→ **EXERCISE OBJECTIVE**: Search for the word "query" in the entries. Each line that holds it should be copied.

[Start of Attachment]

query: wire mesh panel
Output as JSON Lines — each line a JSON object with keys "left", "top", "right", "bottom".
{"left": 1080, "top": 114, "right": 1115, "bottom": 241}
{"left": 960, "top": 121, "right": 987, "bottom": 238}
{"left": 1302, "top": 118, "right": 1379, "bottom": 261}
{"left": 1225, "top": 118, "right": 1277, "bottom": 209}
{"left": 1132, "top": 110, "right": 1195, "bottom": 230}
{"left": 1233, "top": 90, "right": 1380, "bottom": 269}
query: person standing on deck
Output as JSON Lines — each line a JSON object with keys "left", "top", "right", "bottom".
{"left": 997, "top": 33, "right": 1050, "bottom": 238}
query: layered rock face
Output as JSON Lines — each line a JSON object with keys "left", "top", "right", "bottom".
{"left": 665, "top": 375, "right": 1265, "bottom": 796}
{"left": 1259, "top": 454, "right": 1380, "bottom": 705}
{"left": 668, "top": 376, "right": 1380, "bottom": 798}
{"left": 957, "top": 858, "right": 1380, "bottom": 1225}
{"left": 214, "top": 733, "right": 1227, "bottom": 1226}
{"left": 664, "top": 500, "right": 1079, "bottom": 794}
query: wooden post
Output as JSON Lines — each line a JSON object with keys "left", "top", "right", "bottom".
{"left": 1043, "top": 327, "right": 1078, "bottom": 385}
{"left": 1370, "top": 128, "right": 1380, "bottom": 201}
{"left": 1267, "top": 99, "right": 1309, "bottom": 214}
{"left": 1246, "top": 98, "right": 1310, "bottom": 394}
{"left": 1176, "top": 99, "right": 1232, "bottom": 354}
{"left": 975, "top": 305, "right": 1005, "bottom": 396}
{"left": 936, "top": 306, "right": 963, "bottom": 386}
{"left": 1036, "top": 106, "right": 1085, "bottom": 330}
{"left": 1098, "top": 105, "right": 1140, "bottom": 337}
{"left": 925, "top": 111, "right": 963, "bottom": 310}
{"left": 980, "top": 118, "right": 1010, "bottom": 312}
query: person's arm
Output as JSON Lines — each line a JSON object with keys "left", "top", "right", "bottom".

[End of Attachment]

→ **YOUR RESPONSE**:
query: wire mesh panel
query: person standing on deck
query: layered rock face
query: wooden post
query: person's arm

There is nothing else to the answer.